─── DATA EXCERPTS

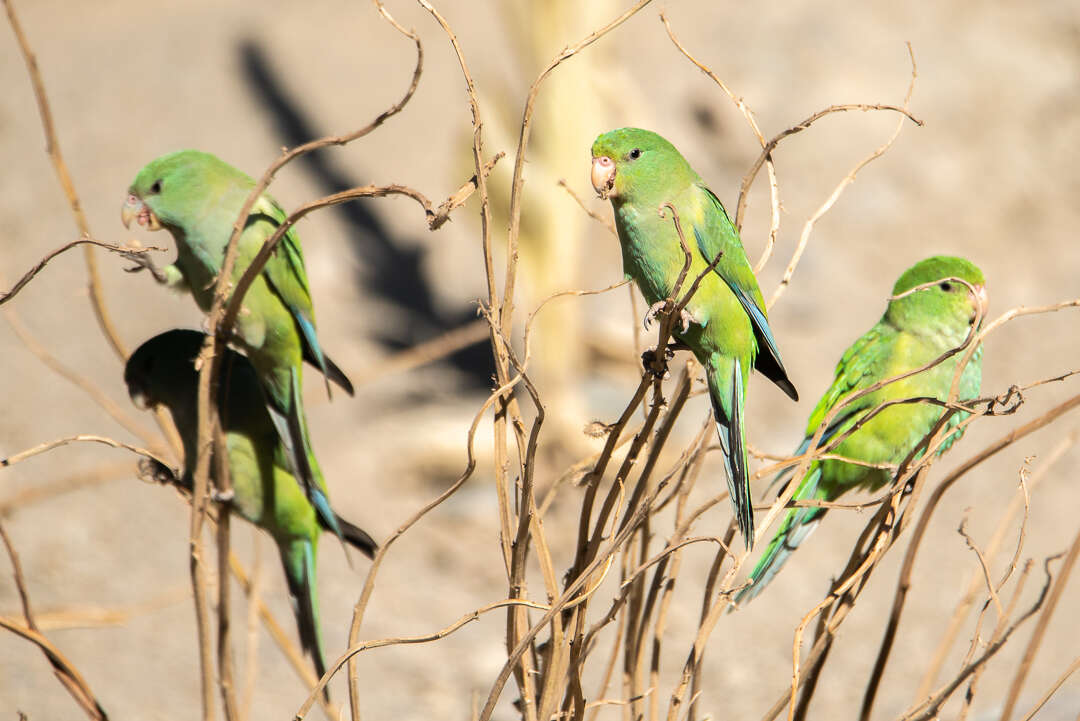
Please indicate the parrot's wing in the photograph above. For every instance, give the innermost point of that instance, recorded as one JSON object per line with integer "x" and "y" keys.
{"x": 861, "y": 366}
{"x": 716, "y": 234}
{"x": 286, "y": 275}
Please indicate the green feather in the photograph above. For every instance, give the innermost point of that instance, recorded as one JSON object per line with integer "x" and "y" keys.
{"x": 730, "y": 330}
{"x": 266, "y": 492}
{"x": 915, "y": 330}
{"x": 198, "y": 199}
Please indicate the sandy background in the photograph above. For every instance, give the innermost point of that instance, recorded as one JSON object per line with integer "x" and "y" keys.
{"x": 991, "y": 176}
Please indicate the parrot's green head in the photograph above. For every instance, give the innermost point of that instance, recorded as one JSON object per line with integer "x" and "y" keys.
{"x": 163, "y": 367}
{"x": 172, "y": 191}
{"x": 631, "y": 165}
{"x": 947, "y": 303}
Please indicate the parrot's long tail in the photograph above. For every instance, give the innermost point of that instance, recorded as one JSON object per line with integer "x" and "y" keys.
{"x": 298, "y": 558}
{"x": 358, "y": 538}
{"x": 293, "y": 431}
{"x": 797, "y": 525}
{"x": 726, "y": 391}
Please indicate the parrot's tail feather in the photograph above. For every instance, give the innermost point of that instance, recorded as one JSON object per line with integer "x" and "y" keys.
{"x": 332, "y": 370}
{"x": 730, "y": 430}
{"x": 797, "y": 526}
{"x": 358, "y": 538}
{"x": 336, "y": 375}
{"x": 299, "y": 561}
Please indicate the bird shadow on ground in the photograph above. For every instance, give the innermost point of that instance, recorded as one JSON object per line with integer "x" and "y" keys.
{"x": 390, "y": 268}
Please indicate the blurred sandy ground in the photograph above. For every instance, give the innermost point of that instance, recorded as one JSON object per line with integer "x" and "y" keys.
{"x": 990, "y": 176}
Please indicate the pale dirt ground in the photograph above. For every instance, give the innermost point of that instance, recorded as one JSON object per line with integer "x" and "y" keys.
{"x": 991, "y": 176}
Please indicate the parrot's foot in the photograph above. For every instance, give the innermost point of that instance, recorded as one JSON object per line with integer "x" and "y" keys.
{"x": 658, "y": 366}
{"x": 142, "y": 259}
{"x": 660, "y": 308}
{"x": 653, "y": 364}
{"x": 157, "y": 472}
{"x": 655, "y": 311}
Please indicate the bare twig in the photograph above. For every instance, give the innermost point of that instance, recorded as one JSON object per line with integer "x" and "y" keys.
{"x": 1040, "y": 629}
{"x": 40, "y": 266}
{"x": 53, "y": 149}
{"x": 67, "y": 674}
{"x": 848, "y": 179}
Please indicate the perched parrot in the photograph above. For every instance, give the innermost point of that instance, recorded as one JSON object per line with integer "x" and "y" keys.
{"x": 265, "y": 491}
{"x": 198, "y": 198}
{"x": 915, "y": 330}
{"x": 725, "y": 324}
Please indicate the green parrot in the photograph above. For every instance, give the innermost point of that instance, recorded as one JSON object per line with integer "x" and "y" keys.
{"x": 162, "y": 371}
{"x": 198, "y": 198}
{"x": 725, "y": 324}
{"x": 915, "y": 330}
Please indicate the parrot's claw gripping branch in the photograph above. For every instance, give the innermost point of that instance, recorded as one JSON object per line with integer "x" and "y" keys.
{"x": 664, "y": 307}
{"x": 143, "y": 261}
{"x": 656, "y": 363}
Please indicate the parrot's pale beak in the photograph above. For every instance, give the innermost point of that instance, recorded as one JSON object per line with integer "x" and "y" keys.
{"x": 603, "y": 177}
{"x": 134, "y": 208}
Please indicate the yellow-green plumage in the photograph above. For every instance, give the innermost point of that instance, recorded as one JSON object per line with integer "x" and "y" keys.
{"x": 265, "y": 490}
{"x": 915, "y": 330}
{"x": 198, "y": 198}
{"x": 728, "y": 327}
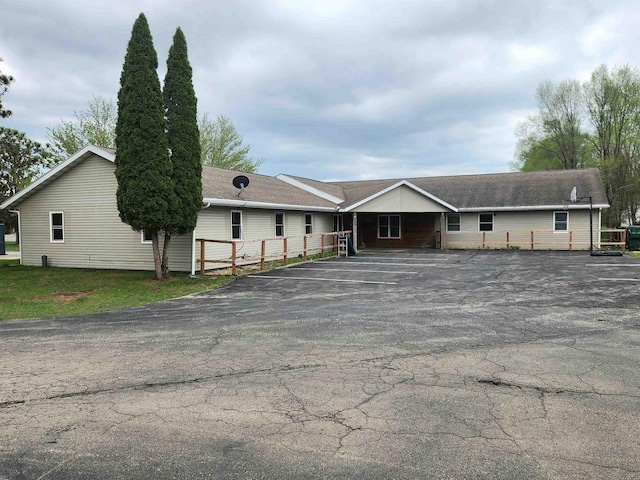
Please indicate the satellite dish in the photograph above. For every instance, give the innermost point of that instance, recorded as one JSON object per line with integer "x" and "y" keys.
{"x": 241, "y": 182}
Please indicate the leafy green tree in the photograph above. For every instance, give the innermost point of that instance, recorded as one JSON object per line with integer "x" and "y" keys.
{"x": 222, "y": 145}
{"x": 145, "y": 194}
{"x": 5, "y": 81}
{"x": 554, "y": 139}
{"x": 95, "y": 125}
{"x": 21, "y": 161}
{"x": 180, "y": 105}
{"x": 613, "y": 105}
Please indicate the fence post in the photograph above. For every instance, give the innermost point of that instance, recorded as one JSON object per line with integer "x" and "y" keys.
{"x": 285, "y": 251}
{"x": 202, "y": 249}
{"x": 233, "y": 258}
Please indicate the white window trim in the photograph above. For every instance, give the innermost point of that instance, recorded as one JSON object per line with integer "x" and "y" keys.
{"x": 275, "y": 218}
{"x": 51, "y": 240}
{"x": 241, "y": 229}
{"x": 492, "y": 222}
{"x": 308, "y": 224}
{"x": 446, "y": 223}
{"x": 554, "y": 221}
{"x": 399, "y": 237}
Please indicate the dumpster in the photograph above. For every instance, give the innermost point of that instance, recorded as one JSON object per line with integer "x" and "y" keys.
{"x": 3, "y": 248}
{"x": 633, "y": 237}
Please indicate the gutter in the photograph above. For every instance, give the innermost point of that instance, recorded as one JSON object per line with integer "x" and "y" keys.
{"x": 572, "y": 206}
{"x": 218, "y": 202}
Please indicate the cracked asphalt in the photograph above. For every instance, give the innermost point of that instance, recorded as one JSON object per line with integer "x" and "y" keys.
{"x": 462, "y": 364}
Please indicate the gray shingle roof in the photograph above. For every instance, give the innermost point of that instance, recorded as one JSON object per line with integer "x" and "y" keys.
{"x": 516, "y": 189}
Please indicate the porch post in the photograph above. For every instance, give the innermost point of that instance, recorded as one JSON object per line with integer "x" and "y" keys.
{"x": 355, "y": 231}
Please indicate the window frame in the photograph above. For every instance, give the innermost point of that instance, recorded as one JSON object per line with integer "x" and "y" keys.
{"x": 239, "y": 225}
{"x": 459, "y": 224}
{"x": 281, "y": 225}
{"x": 58, "y": 227}
{"x": 308, "y": 223}
{"x": 555, "y": 222}
{"x": 389, "y": 236}
{"x": 480, "y": 222}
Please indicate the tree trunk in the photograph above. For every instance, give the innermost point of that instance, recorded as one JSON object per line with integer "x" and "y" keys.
{"x": 156, "y": 255}
{"x": 165, "y": 255}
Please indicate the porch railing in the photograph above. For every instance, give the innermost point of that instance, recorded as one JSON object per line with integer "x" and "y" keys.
{"x": 266, "y": 249}
{"x": 536, "y": 239}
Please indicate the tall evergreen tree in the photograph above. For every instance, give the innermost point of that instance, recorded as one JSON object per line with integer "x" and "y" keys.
{"x": 180, "y": 105}
{"x": 145, "y": 195}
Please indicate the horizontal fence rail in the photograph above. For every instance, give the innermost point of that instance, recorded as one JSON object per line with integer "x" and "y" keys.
{"x": 249, "y": 252}
{"x": 537, "y": 239}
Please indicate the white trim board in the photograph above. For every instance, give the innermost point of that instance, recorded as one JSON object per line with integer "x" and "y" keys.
{"x": 393, "y": 187}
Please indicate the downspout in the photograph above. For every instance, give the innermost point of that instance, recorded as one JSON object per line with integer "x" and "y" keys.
{"x": 193, "y": 244}
{"x": 17, "y": 212}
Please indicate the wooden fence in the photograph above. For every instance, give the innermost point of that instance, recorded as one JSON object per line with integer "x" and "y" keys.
{"x": 328, "y": 243}
{"x": 538, "y": 239}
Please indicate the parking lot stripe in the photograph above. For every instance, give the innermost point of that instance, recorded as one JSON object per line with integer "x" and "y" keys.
{"x": 394, "y": 258}
{"x": 351, "y": 270}
{"x": 322, "y": 279}
{"x": 612, "y": 264}
{"x": 358, "y": 262}
{"x": 619, "y": 279}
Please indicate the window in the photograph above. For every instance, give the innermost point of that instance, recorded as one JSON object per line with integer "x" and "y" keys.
{"x": 236, "y": 225}
{"x": 453, "y": 222}
{"x": 279, "y": 224}
{"x": 56, "y": 222}
{"x": 560, "y": 221}
{"x": 308, "y": 223}
{"x": 389, "y": 226}
{"x": 485, "y": 222}
{"x": 146, "y": 236}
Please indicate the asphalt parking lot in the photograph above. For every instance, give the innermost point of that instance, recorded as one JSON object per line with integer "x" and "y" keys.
{"x": 391, "y": 364}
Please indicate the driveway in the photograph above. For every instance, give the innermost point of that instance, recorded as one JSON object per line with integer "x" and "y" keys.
{"x": 391, "y": 364}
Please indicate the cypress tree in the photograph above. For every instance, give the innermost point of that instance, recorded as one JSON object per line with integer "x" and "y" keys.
{"x": 180, "y": 105}
{"x": 145, "y": 195}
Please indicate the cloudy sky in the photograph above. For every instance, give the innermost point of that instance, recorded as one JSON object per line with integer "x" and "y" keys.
{"x": 329, "y": 89}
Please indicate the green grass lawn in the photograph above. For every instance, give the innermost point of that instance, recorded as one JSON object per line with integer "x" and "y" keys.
{"x": 34, "y": 292}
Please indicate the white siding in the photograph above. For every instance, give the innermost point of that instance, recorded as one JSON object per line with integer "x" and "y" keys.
{"x": 402, "y": 199}
{"x": 519, "y": 225}
{"x": 94, "y": 235}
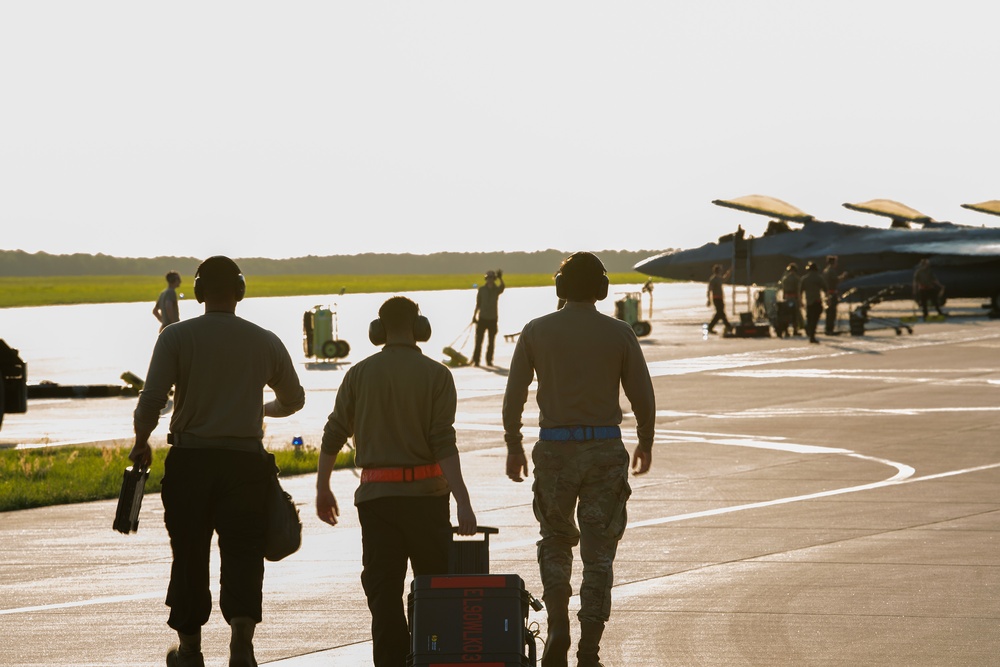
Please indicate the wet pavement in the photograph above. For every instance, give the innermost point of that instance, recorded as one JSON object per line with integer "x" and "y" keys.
{"x": 833, "y": 504}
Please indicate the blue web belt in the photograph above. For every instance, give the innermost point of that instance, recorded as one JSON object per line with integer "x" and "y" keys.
{"x": 580, "y": 433}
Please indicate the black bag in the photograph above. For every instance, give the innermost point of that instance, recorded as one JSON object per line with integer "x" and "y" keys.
{"x": 283, "y": 535}
{"x": 130, "y": 499}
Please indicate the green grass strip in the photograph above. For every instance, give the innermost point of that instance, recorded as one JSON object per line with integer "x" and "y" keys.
{"x": 63, "y": 290}
{"x": 68, "y": 474}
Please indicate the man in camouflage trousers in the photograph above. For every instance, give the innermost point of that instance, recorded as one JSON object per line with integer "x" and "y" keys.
{"x": 581, "y": 358}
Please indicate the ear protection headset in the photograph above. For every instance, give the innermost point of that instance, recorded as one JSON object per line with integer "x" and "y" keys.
{"x": 421, "y": 330}
{"x": 593, "y": 278}
{"x": 228, "y": 266}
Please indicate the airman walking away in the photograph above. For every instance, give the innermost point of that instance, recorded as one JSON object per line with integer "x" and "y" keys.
{"x": 582, "y": 359}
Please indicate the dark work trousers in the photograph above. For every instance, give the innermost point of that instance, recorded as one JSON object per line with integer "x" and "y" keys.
{"x": 485, "y": 327}
{"x": 393, "y": 530}
{"x": 720, "y": 314}
{"x": 831, "y": 313}
{"x": 813, "y": 311}
{"x": 206, "y": 491}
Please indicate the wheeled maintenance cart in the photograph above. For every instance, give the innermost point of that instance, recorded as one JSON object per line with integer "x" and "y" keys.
{"x": 629, "y": 310}
{"x": 319, "y": 334}
{"x": 470, "y": 616}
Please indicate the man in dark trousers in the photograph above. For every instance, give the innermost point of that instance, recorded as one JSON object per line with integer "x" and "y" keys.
{"x": 215, "y": 475}
{"x": 790, "y": 296}
{"x": 582, "y": 358}
{"x": 811, "y": 289}
{"x": 831, "y": 279}
{"x": 927, "y": 289}
{"x": 400, "y": 407}
{"x": 717, "y": 299}
{"x": 486, "y": 315}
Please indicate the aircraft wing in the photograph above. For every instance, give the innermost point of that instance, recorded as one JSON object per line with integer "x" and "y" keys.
{"x": 763, "y": 205}
{"x": 890, "y": 209}
{"x": 992, "y": 207}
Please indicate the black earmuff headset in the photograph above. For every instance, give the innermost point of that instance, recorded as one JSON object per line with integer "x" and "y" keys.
{"x": 241, "y": 283}
{"x": 597, "y": 284}
{"x": 421, "y": 330}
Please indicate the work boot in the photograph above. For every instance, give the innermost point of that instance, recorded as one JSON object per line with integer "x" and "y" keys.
{"x": 590, "y": 644}
{"x": 241, "y": 643}
{"x": 188, "y": 654}
{"x": 557, "y": 641}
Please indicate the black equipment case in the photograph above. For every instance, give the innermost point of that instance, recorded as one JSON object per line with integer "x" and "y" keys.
{"x": 469, "y": 619}
{"x": 130, "y": 499}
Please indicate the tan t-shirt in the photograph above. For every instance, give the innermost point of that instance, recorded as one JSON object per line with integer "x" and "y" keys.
{"x": 400, "y": 407}
{"x": 218, "y": 364}
{"x": 583, "y": 359}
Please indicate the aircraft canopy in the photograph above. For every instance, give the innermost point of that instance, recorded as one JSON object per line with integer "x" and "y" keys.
{"x": 992, "y": 207}
{"x": 763, "y": 205}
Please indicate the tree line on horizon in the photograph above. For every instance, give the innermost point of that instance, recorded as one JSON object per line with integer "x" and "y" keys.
{"x": 21, "y": 263}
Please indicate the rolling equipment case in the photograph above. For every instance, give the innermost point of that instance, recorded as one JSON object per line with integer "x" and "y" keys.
{"x": 470, "y": 619}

──────

- _REQUIRED WORK_: Recast the lines of the listing, starting at the line containing "Please indicate the tan" and ending at its final line, as a JSON list of strings with one string per line and blank lines left out.

- _OUTPUT OF THE TASK_:
[
  "Please indicate the tan t-shirt in the photograph above. For every instance, give the innermost point of that instance, recorded as one JSON object per line with integer \"x\" and \"y\" keys.",
  "{\"x\": 400, \"y\": 407}",
  "{\"x\": 218, \"y\": 364}",
  "{\"x\": 583, \"y\": 359}",
  "Please indicate the aircraft canopy in the photograph above. For every instance, give the innermost point of that instance, recorded as one JSON object per line with integer \"x\" and \"y\" keys.",
  "{\"x\": 992, \"y\": 207}",
  "{\"x\": 763, \"y\": 205}",
  "Please indicate the tree line on horizon in the photograph above. For every instance, give the innermost point of that instance, recorded as one JSON object per line with integer \"x\" and \"y\" keys.",
  "{\"x\": 21, \"y\": 263}",
  "Please indicate the rolling equipment case in the photograph above. For every instance, give the innermost point of that instance, recorded as one JSON object per line with integer \"x\" and \"y\" keys.",
  "{\"x\": 470, \"y\": 619}"
]